====== Sezione di testo ======

Al Bicerin, il caffè dei torinesi dal 1763

Storia e curiosità del celebre locale in piazza della Consolata, che nei suoi originali ambienti storici continua a puntare sulle specialità della tradizione

Adele Geja

Bicchiere di bicerin e zuccheriera

Il bicerin nasce nel 1763

Tra le prime cose che vengono in mente pensando a Torino, oltre alla Mole Antonelliana, al Museo Egizio e ai gianduiotti, c’è il bicerin, caffè con cioccolata e panna un tempo servito in piccoli bicchieri senza manico (bicerin, appunto).
Evoluzione della bavareisa, bevanda settecentesca consumata in grossi bicchieri di vetro, inizialmente era servito in tre varianti diverse: il pur e fiur, simile al nostro cappuccino, il pur e barba, ossia un caffè con cioccolato e infine il ‘n poc ‘d tut (un po’ di tutto), soluzione che gradualmente soppianterà le altre.

Lo storico caffè produttore della bevanda – che con il passare del tempo venne chiamato dai torinesi semplicemente Al Bicerin – nasce nel 1763, quando l’acquacedrataio Giuseppe Dentis apre una piccola bottega di fronte all’ingresso del Santuario della Consolata, che grazie alla speciale miscela di caffè, cioccolata e fior di latte (la cui ricetta è tuttora segreta) diventa in breve tempo uno dei più celebri della città, frequentato anche da Cavour.

Dal 1983 l’eredità del Bicerin è stata raccolta da Marité Costa, la cui attenta gestione ha reso il piccolo caffè torinese noto in tutto il mondo, come testimoniano i numerosi riconoscimenti, ad esempio la menzione Miglior Bar d’Italia nell’edizione 2001 della Guida ai Bar della rivista Gambero Rosso.

====== Dati di partenza ======

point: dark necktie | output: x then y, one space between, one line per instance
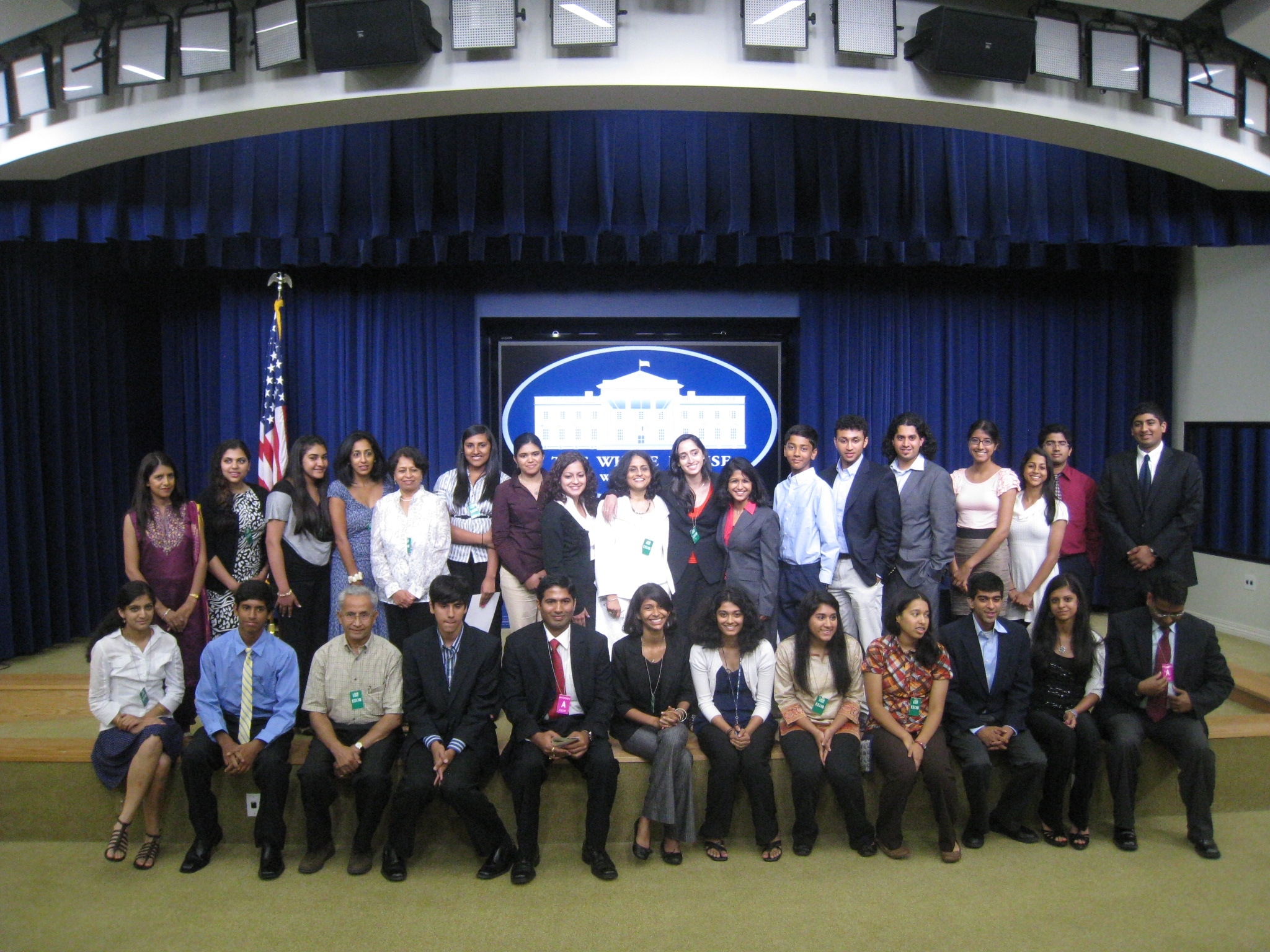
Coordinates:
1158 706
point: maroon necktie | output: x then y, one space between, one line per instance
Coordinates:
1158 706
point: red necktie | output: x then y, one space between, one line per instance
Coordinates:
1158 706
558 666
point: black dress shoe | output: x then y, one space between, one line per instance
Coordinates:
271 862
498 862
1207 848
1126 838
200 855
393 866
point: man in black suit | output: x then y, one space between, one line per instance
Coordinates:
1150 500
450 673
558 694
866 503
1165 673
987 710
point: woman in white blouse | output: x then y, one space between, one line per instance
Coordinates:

======
====== Dati di partenza ======

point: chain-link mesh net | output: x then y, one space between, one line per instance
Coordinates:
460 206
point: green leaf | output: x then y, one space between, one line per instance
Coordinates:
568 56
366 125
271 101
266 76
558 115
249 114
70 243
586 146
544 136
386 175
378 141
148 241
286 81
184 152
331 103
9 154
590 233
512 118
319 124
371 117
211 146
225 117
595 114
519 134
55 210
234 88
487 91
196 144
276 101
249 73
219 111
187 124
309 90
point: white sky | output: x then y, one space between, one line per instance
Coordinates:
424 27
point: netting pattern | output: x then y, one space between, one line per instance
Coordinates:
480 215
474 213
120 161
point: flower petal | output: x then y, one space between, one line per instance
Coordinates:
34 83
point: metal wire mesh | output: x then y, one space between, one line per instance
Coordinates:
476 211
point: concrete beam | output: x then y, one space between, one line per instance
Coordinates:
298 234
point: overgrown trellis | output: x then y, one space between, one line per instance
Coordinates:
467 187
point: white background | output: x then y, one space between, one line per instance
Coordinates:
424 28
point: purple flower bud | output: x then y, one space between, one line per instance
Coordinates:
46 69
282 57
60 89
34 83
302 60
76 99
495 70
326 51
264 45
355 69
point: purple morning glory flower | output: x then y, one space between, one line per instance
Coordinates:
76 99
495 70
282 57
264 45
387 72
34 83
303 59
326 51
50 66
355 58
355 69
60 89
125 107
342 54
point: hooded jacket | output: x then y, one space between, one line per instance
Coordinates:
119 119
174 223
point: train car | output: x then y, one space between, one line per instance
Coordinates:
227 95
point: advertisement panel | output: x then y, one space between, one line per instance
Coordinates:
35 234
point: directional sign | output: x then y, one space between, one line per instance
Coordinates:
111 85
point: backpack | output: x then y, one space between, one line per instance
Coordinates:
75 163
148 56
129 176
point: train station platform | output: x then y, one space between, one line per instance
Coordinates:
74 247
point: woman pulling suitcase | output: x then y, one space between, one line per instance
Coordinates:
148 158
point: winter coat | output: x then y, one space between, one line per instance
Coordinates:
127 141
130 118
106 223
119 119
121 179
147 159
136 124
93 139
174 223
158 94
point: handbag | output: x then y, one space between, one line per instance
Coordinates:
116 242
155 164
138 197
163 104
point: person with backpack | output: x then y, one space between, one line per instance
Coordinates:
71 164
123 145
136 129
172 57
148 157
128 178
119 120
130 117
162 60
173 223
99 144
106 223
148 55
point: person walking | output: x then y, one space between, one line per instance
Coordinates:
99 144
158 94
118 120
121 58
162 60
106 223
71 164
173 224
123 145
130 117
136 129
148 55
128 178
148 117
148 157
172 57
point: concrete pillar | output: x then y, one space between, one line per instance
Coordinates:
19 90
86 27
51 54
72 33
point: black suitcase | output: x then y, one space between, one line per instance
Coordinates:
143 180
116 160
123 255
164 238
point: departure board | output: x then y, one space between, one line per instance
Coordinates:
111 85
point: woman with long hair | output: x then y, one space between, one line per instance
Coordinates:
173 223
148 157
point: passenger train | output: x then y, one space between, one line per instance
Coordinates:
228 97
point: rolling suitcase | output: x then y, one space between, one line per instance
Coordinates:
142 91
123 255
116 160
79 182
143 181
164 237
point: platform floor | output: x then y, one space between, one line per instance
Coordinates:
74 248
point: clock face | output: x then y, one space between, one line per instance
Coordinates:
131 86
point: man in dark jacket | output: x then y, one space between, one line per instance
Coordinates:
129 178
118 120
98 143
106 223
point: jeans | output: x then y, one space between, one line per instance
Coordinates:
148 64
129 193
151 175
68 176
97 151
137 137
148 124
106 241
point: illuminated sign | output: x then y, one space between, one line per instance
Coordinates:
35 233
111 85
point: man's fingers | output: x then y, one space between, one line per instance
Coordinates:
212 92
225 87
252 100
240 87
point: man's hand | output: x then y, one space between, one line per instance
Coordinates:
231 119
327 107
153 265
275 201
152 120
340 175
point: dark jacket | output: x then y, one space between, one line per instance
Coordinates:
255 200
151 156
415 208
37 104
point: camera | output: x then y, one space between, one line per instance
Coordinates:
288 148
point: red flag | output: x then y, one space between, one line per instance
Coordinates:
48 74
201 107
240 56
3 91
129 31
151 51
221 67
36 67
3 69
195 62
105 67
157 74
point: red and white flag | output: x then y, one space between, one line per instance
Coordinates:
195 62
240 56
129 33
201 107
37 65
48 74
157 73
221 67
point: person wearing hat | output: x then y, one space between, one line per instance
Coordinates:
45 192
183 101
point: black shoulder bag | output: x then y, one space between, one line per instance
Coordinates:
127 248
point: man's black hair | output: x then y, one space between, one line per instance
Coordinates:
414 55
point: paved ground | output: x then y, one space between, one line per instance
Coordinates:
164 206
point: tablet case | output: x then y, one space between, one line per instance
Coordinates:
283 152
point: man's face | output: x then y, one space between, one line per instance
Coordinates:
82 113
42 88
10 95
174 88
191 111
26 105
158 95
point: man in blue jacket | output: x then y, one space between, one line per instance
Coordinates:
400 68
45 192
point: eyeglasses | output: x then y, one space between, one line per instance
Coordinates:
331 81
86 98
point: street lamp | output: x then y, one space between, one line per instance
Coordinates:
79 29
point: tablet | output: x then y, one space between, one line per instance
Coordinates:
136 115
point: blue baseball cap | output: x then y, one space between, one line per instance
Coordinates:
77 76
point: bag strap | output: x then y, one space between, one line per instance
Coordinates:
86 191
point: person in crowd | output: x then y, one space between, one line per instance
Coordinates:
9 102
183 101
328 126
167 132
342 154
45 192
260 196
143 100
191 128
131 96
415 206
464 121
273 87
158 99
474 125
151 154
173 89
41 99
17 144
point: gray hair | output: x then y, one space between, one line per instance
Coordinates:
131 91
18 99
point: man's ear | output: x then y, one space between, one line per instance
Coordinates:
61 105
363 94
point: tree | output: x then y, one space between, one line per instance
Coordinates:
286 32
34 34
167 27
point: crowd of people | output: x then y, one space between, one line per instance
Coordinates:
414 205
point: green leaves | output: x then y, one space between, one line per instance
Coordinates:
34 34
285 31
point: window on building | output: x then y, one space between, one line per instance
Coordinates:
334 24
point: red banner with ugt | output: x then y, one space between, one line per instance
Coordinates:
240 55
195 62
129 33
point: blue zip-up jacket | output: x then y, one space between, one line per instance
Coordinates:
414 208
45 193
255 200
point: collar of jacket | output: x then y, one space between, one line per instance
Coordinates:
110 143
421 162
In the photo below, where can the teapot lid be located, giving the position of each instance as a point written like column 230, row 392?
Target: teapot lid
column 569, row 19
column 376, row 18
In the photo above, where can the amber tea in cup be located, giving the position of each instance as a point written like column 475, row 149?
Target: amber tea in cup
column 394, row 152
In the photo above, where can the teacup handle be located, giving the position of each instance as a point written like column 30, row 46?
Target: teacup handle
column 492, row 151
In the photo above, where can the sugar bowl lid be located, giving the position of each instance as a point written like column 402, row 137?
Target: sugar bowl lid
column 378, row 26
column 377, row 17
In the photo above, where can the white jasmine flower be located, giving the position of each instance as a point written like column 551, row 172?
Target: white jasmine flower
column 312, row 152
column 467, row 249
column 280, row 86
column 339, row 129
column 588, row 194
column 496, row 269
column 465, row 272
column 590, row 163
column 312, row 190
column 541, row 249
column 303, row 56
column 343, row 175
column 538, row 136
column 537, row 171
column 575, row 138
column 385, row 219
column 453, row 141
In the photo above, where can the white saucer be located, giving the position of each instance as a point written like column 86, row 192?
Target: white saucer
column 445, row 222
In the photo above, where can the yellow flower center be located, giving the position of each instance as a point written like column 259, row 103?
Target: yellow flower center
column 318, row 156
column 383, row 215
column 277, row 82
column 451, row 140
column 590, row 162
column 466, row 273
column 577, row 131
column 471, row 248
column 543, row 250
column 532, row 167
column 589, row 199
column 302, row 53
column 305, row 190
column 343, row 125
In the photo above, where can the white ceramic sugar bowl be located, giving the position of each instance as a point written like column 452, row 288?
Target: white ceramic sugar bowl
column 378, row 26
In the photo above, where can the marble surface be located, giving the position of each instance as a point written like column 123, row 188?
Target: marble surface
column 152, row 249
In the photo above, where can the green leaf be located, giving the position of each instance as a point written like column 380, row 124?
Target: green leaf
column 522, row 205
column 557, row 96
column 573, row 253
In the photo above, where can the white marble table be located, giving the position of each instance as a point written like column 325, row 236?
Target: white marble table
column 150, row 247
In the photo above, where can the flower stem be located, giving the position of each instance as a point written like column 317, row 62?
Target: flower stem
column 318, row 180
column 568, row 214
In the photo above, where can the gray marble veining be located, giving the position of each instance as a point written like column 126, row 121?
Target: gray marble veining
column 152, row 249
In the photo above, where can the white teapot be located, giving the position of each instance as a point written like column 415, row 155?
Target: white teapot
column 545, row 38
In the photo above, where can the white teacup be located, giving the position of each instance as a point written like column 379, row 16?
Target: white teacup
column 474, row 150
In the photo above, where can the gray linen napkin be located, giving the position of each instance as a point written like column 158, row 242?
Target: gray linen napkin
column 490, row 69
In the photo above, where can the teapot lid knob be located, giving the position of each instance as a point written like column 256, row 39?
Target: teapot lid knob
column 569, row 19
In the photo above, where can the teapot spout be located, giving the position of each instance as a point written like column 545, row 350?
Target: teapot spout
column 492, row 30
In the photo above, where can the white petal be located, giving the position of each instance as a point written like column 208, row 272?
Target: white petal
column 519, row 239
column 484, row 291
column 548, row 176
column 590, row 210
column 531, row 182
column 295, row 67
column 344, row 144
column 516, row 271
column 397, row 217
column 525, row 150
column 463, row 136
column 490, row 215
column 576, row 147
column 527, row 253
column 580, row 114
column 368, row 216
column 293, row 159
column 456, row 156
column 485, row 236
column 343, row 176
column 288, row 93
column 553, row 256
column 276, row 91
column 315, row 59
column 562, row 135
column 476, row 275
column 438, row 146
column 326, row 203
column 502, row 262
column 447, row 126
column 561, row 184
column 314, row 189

======

• Istruzioni
1/ Riporta il brano del testo sul caffè Al Bicerin che parte da "Lo storico caffè" e prosegue fino a "rivista Gambero Rosso.", cambiando "Cavour" in "Camillo Benso di Cavour".
2/ Per favore, disponi come lista JSON di stringhe le righe dei dati che partono da quella con "In the photo above, where can the teacup" e proseguono fino a quella con "column 377, row 17", entrambe incluse. Usa una stringa per riga e tralascia le righe vuote.

• Risultati
1/
Lo storico caffè produttore della bevanda – che con il passare del tempo venne chiamato dai torinesi semplicemente Al Bicerin – nasce nel 1763, quando l’acquacedrataio Giuseppe Dentis apre una piccola bottega di fronte all’ingresso del Santuario della Consolata, che grazie alla speciale miscela di caffè, cioccolata e fior di latte (la cui ricetta è tuttora segreta) diventa in breve tempo uno dei più celebri della città, frequentato anche da Camillo Benso di Cavour.

Dal 1983 l’eredità del Bicerin è stata raccolta da Marité Costa, la cui attenta gestione ha reso il piccolo caffè torinese noto in tutto il mondo, come testimoniano i numerosi riconoscimenti, ad esempio la menzione Miglior Bar d’Italia nell’edizione 2001 della Guida ai Bar della rivista Gambero Rosso.

2/
[
  "In the photo above, where can the teacup handle be located, giving the position of each instance as a point written like column 30, row 46?",
  "Target: teacup handle",
  "column 492, row 151",
  "In the photo above, where can the sugar bowl lid be located, giving the position of each instance as a point written like column 402, row 137?",
  "Target: sugar bowl lid",
  "column 378, row 26",
  "column 377, row 17"
]